*** Opening of RECORD EXCERPTS ***

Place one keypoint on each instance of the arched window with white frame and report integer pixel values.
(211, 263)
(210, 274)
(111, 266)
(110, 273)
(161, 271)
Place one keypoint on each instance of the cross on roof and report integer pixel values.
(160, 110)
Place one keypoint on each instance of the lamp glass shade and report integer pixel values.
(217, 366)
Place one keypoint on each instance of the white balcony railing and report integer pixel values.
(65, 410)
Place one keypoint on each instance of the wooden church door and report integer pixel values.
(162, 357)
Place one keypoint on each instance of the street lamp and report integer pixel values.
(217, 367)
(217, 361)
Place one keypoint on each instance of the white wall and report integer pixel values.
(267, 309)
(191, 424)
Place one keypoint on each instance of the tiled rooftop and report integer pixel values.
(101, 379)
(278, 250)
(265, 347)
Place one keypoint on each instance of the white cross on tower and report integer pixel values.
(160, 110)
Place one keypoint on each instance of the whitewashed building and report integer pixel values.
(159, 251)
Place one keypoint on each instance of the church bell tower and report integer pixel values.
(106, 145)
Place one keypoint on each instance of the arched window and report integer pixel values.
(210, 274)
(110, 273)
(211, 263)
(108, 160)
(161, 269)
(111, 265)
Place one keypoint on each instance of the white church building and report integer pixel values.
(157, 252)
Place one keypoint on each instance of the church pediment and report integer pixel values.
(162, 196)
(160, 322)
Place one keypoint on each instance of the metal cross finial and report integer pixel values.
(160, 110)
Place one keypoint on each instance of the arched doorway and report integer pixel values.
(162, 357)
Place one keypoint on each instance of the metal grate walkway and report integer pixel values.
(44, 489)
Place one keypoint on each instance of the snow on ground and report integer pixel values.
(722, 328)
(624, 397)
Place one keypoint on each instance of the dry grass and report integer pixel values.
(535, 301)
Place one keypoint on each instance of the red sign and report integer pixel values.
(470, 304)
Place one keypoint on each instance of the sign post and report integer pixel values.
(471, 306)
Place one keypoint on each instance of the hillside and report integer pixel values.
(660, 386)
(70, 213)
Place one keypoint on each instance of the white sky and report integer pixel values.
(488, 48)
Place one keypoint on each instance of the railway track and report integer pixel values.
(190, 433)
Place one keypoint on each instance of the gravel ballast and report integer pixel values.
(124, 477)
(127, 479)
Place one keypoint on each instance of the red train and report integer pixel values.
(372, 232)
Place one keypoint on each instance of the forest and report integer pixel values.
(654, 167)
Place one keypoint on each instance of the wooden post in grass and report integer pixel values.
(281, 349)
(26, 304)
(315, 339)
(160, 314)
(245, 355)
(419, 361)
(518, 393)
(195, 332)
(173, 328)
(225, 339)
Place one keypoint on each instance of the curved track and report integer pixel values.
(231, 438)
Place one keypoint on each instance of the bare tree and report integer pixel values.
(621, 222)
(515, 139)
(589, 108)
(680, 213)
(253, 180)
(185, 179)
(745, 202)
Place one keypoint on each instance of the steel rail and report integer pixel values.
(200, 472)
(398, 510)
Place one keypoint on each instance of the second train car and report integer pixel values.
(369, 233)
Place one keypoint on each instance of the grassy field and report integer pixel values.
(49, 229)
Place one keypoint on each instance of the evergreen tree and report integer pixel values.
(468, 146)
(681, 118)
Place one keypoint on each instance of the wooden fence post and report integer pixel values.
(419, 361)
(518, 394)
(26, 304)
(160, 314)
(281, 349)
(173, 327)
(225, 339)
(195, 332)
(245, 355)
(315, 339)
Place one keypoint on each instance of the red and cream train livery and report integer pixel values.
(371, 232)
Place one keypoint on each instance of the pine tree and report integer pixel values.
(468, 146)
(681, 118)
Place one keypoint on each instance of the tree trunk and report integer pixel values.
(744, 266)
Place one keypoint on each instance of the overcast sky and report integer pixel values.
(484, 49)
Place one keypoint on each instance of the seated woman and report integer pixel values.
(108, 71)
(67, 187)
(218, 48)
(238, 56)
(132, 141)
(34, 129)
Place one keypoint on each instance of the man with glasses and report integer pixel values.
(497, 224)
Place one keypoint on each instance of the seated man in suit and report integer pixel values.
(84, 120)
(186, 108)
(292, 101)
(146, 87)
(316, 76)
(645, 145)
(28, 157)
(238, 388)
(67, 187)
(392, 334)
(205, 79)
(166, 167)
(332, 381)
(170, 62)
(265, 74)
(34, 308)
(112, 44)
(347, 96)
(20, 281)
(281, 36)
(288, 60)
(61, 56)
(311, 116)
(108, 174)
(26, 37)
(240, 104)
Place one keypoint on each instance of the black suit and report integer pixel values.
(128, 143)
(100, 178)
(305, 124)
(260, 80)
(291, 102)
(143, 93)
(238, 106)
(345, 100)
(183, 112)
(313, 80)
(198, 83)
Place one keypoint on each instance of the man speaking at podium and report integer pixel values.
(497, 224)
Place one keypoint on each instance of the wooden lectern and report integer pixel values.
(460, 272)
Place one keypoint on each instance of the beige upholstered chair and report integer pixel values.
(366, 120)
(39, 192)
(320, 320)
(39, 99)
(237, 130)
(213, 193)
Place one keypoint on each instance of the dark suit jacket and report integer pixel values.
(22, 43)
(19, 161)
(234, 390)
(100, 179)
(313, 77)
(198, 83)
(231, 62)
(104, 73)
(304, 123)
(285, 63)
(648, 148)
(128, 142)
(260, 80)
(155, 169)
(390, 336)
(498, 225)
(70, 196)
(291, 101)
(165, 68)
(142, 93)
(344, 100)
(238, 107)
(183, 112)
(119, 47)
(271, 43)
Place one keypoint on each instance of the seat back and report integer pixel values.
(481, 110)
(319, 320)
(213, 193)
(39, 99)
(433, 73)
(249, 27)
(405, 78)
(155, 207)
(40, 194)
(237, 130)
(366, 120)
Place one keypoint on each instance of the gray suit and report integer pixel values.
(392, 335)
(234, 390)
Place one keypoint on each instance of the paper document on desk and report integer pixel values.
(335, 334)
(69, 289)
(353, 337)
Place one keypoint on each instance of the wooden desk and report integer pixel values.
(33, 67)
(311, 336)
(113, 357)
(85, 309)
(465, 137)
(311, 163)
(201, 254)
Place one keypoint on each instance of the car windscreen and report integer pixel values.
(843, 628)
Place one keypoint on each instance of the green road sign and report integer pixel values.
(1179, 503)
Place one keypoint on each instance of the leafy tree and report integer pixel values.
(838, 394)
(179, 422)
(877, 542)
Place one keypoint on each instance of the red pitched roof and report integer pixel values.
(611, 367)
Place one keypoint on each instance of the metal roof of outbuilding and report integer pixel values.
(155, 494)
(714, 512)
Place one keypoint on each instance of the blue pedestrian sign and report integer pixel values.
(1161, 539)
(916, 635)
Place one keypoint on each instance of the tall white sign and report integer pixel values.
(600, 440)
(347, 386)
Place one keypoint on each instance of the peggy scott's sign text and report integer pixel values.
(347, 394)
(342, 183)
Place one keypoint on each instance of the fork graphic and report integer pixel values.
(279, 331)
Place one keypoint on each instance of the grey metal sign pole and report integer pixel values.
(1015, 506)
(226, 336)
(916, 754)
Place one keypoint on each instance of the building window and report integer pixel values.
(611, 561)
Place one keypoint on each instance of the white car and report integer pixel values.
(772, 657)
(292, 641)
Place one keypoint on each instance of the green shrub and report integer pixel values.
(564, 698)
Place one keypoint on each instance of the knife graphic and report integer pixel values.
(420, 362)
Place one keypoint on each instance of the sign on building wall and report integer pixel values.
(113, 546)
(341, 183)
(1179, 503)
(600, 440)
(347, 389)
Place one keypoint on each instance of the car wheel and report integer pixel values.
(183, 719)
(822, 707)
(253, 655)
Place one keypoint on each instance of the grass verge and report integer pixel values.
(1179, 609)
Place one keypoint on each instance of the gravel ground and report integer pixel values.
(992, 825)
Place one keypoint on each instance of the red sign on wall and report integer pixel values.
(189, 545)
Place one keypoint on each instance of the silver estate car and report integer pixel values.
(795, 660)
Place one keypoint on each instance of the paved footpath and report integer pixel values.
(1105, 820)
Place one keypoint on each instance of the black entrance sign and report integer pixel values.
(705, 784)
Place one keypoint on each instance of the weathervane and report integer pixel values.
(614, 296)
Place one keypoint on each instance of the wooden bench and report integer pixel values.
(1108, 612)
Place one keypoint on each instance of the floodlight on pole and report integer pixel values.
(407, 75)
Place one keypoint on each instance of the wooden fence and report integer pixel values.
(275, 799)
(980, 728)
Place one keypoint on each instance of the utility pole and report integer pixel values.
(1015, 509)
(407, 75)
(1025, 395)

*** Close of RECORD EXCERPTS ***

Output the line containing "Place one keypoint on each instance of the utility" and each line after it through the close of the entries, unchanged and with no other lines.

■ SOLUTION FOR THIS PROBLEM
Place one keypoint on each instance of the utility pole and report integer pixel values.
(1015, 509)
(407, 75)
(1025, 395)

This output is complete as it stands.